-- START OF Records provided --

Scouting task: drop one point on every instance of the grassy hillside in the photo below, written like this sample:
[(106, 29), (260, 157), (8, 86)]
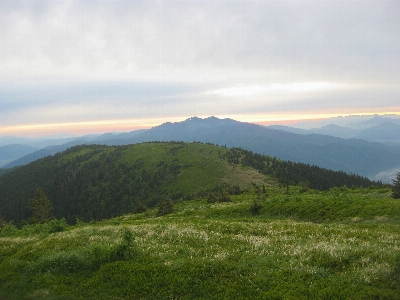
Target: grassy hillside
[(96, 182), (299, 245), (99, 182)]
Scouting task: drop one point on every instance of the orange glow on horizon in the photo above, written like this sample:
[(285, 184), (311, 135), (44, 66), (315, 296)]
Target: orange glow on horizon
[(92, 127)]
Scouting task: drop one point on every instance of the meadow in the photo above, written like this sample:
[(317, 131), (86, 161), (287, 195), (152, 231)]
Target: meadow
[(300, 244)]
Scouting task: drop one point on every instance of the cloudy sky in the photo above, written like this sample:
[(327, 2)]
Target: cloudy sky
[(92, 66)]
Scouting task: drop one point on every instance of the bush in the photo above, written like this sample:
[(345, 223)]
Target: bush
[(255, 207), (165, 207), (396, 187), (60, 262), (212, 198), (9, 229)]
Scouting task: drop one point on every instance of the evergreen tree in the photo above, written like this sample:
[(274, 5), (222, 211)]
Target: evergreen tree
[(396, 187), (42, 207)]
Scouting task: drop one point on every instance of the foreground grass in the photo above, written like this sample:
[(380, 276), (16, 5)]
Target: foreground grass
[(335, 245)]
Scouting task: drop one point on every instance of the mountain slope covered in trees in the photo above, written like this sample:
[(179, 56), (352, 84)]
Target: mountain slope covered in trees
[(348, 155), (95, 182)]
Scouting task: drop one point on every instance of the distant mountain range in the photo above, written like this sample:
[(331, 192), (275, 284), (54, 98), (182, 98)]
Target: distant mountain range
[(331, 146), (377, 129)]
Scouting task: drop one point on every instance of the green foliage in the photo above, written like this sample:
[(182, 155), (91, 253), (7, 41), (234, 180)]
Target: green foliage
[(396, 187), (42, 207), (219, 196), (255, 207), (165, 207), (218, 250), (212, 198)]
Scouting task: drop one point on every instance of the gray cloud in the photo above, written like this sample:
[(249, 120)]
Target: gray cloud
[(145, 58)]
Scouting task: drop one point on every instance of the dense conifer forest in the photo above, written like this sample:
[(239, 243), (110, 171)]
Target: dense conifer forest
[(98, 182)]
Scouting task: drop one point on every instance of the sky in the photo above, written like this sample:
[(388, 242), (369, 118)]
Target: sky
[(100, 66)]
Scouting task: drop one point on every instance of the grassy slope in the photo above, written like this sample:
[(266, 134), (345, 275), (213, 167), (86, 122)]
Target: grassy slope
[(219, 250), (96, 182)]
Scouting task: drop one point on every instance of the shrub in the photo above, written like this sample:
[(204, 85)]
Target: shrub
[(165, 207), (9, 229), (255, 207), (396, 187), (212, 198), (60, 262)]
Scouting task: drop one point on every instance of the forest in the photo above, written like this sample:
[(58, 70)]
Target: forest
[(99, 182)]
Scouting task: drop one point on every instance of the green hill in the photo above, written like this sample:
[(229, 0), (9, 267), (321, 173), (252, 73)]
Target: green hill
[(95, 182), (331, 244)]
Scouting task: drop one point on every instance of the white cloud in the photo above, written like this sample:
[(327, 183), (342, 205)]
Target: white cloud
[(187, 54)]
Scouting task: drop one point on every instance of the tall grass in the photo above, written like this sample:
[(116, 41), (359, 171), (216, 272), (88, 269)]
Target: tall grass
[(218, 250)]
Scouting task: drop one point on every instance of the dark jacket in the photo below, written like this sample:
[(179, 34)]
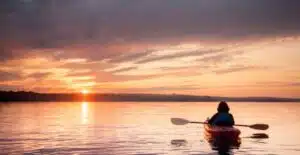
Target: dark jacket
[(222, 119)]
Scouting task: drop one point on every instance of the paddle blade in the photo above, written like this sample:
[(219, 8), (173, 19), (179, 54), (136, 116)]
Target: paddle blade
[(259, 126), (179, 121)]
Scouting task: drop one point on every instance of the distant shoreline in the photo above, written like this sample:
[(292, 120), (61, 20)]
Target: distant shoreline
[(22, 96)]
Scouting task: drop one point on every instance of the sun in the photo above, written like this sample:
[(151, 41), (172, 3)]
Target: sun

-- END OF Records provided --

**Given problem:**
Edit all of the data above by changing every "drop one point" to "place a single point" and leaving everything else as it is. Leave the pictures out of your answer.

**Worked solution:**
Scouting task: place a single point on every instance of the grassy hillside in the photo below, written like this sample:
[(106, 29), (260, 157), (8, 86)]
Target: grassy hillside
[(96, 182), (299, 245), (99, 182)]
Scouting task: place a single point on every instance of the orange glow on horizon in the photo above, written like this sample:
[(285, 184), (311, 135), (44, 66), (315, 296)]
Target: orange glow on horizon
[(92, 127)]
Scouting task: place a single point on every instance of the meadow in the photo above, written like this sample:
[(317, 131), (86, 161), (287, 195), (152, 231)]
Target: meadow
[(300, 244)]
Scouting task: place a single point on every instance of the cloudy sky in the photo above, written like this sample:
[(327, 2)]
Target: cloudy sky
[(92, 66)]
Scouting task: place a single point on every instance of the bush in the photo above, written like this sample:
[(345, 223)]
Target: bush
[(255, 207), (165, 207), (396, 187), (60, 262), (212, 198), (9, 229)]
Scouting task: place a single point on every instance of the evergreen tree in the photo above, written like this sample:
[(274, 5), (222, 211)]
Target: evergreen tree
[(396, 187), (42, 207)]
Scouting task: place a single point on every instance of the foreground grass in the photo above, written like this sample:
[(380, 276), (16, 5)]
Target: foreground grass
[(335, 245)]
Scouting task: place a single point on every instance of the mountain slope covered in trees in the photo above, written like this sample:
[(179, 56), (352, 84)]
Target: mountain slope covered in trees
[(348, 155), (95, 182)]
Scouting task: place a single point on every instance of the distant mountain range in the photo above, written like this sample:
[(331, 192), (275, 284), (54, 98), (182, 98)]
Target: distant mountain range
[(331, 146), (377, 129)]
Scouting task: place a single point on every instance of the green foliage in the photo above, written like this sample:
[(182, 155), (91, 253), (7, 41), (234, 180)]
Target: green foliage
[(396, 187), (42, 207), (219, 196), (255, 207), (165, 207), (218, 250), (212, 198)]
Scouting task: place a single point on every instance of the gray cloud in the photo above, written like this sample:
[(249, 120)]
Target: gray cloud
[(145, 58)]
Scouting task: place a single point on every instance of the dense conifer forest in the photo above, written like this sample:
[(239, 243), (110, 171)]
Target: dense conifer forest
[(98, 182)]
Scouting task: place a single point on every instance of the sky in the photo above, written like this sample:
[(388, 242), (369, 118)]
Target: sky
[(100, 66)]
Scouting task: place a single point on every instance of the grassy slope in the photo above, written like this sample:
[(266, 134), (345, 275), (213, 167), (86, 122)]
Target: grassy slope
[(219, 250), (96, 182)]
Scouting task: place a single point on every instance of the shrub in the photo above, written like this sample:
[(204, 85)]
Target: shrub
[(165, 207), (9, 229), (255, 207), (396, 187), (212, 198), (60, 262)]
Scouting task: place a single point on every instance of the forest in the photo above, written like this sample:
[(58, 70)]
Target: forest
[(99, 182)]
Scouting task: place a single point on every instance of the green hill in the photo above, written like this sample:
[(229, 0), (9, 267), (321, 173), (252, 73)]
Target: green hill
[(95, 182), (331, 244)]
Scouting task: place a single point on every instance of the white cloud in the photo above, written like this sample:
[(327, 183), (342, 205)]
Target: white cloud
[(187, 54)]
Scouting task: place a single point on every instance of the tall grass in the photo above, written like this sample:
[(116, 41), (359, 171), (216, 272), (88, 269)]
Target: tall grass
[(218, 250)]
Scouting task: place a single point on every instance of the dark jacket in the photo below, written like this sample:
[(179, 34)]
Target: dark jacket
[(222, 119)]
Scouting task: place a single point on every instance of the paddle blade in the photo above, written like this sample:
[(219, 8), (173, 19), (179, 54), (136, 116)]
Target: paddle blade
[(259, 126), (179, 121)]
Scouting task: place a single point on every instance of the distant shoreline in the photo above, written like this sample:
[(292, 120), (61, 20)]
Target: distant shoreline
[(22, 96)]
Scouting task: place a single point on every instance of the sun in the photo above, written like this sample:
[(151, 41), (172, 3)]
Target: sun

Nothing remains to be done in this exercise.